▸ Text segment:
= = = = = = =

What is a relevant complaint?

2.2       The order sets out what constitutes a “relevant complaint” for the purposes of the scheme.  Relevant complaints fall into two categories:

  • "relevant existing complaints” that were made before N2 to one of the former schemes but which had not been resolved at N2; and

  • “relevant new complaints” made after N2 but which relate to an act or omission occurring before N2 in respect of which a firm was subject to a former scheme immediately before commencement.

2.3       The order does not set out in detail which complaints will fall into each of these categories.  That will depend on whether the complaint could have been dealt with under the former scheme in question, which will in turn depend on the detailed terms of that scheme.

2.4       Relevant existing complaints will, subject to the provisions in the Order, after commencement be dealt with under the new scheme.  This ensures that all existing complaints being handled by the former schemes at commencement will be resolved.

2.5        Relevant new complaints will be dealt with under the new scheme.  Such complaints can be brought provided that the act or omission complained of was that of a person subject to a former scheme and the act or omission occurred in the carrying on of an activity to which the former scheme applied.  In order to bring a complaint the complainant must meet the eligibility criteria of the new scheme rather than those of the former scheme.  It is our understanding that the eligibility criteria of the new scheme are generally more generous than those of the former schemes, so this should not, therefore, disadvantage complainants.  As an additional safeguard article 3(3) allows FOS to treat any complainants ineligible under the new scheme as eligible if they would have been eligible under the rules of the relevant former scheme.   We recognise that this greater eligibility may potentially result in firms being subject, post-N2, to complaints relating to pre-N2 business which could not have been taken to an ombudsman under the rules of the relevant former scheme – the most significant example is the ability of small businesses under the new scheme to take complaints relating to insurance to the ombudsman.  We do not believe that the effects of these changes will be significant.  However, we are interested in views on this issue.

2.6   Question 1 – Our preference regarding eligibility for bringing relevant new complaints is for the approach set out in article 3(3) of the Order.  However, we would be grateful for the views of respondents on any exceptions or other safeguards which they believe necessary to ensure fairness for all parties.    

2.7       Consultees will wish to note that the effect of the conditions set out in article 3(2) is that all complaints which could have been dealt with under a former scheme immediately before N2 are to be classed as relevant new complaints (this will include complaints made against firms which do not become FSA authorised at N2).  This means that a firm which belongs to a former scheme immediately before N2 will be unable later to decide to “opt out” of having its relevant complaints dealt with by the FOS in accordance with the Order.  This is different to the way the former schemes work at the moment, because the rules of those schemes generally apply only to firms which are members of the scheme at the time the complaint is made (although the rules of some of the schemes do require member firms to make a limited ongoing commitment in relation to complaints received after they have left the scheme).

2.8       Because it is proposed that all the former schemes are to cease to operate at N2, we do not think it would be practicable to maintain the link that currently exists between membership of those schemes and the scope of the ombudsman’s jurisdiction to deal with relevant complaints.  By looking instead to whether a complaint could have been dealt with under a former scheme immediately before N2, the Order should ensure that consumers do not lose their access to a dispute-resolution service as a result of the transition to the new scheme.

= = = = = = =

▸ Supplied information:
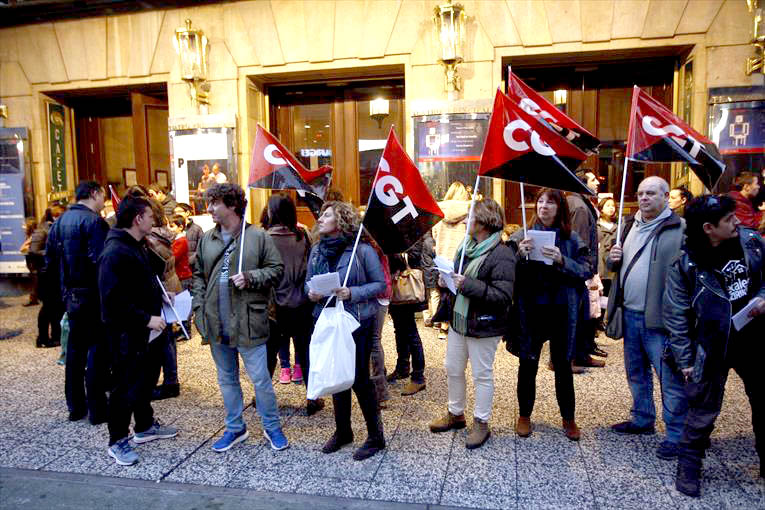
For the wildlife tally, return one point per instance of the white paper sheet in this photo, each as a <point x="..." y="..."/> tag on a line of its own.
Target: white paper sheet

= = = = = = =

▸ Problems to work on:
1: In the passage on relevant complaints, which article of the Order lets FOS treat complainants who are ineligible under the new scheme as eligible?
2: Continue the passage on relevant complaints, starting after its final sentence.
The data were taken from a separate source unrelated to the text.

▸ Results of the exercise:
1: Article 3(3).

2:
2.9       We recognise that this approach would remove the flexibility that many firms currently enjoy, at least in theory, to leave one of the existing schemes should they wish to do so.  In practice, that flexibility will often be limited either because membership of a scheme is a condition of authorisation, as for firms regulated by the Self Regulating Organisations (“the SROs”) and for Building Societies, or because membership has become accepted best practice across the industry.  Nevertheless, if respondents felt strongly that such rights to opt out as currently exist ought to be preserved, then an alternative approach might be to allow firms similar flexibility to opt out of the new scheme as it applies to relevant complaints as they currently have to opt out of the former schemes.  However, even in these cases “relevant existing complaints” would have to be completed. For a firm belonging to a former scheme that is voluntary (such as the Banking Ombudsman or the Insurance Ombudsman Bureau) this would enable it to refuse to allow the FOS to deal with relevant new complaints after N2.  Where membership of a scheme is required as a condition of authorisation, only those firms that did not become or ceased to be authorised under FSMA would be allowed to opt out. 

2.10              Our view is that such an opt out would be problematic.  It is not consistent with the way Part XVI of FSMA is designed to work, which is based on the circumstances at the time the act or omission took place not those at the time the complaint is made.  It would also enable firms to “badge” themselves as belonging to the new ombudsman scheme without being required to allow the ombudsman to consider relevant complaints made against them.  This is not currently possible under the rules of the existing schemes and we think it could mislead consumers and that it would be unfair to those firms that did not seek to take advantage of any opt out.

2.11              Question 2 - while our preference is for the approach currently taken in article 3(2) of the Order, we would be interested in views on whether any firms would want some flexibility to “opt out” from the new scheme along the lines outlined in paragraph 2.9 above.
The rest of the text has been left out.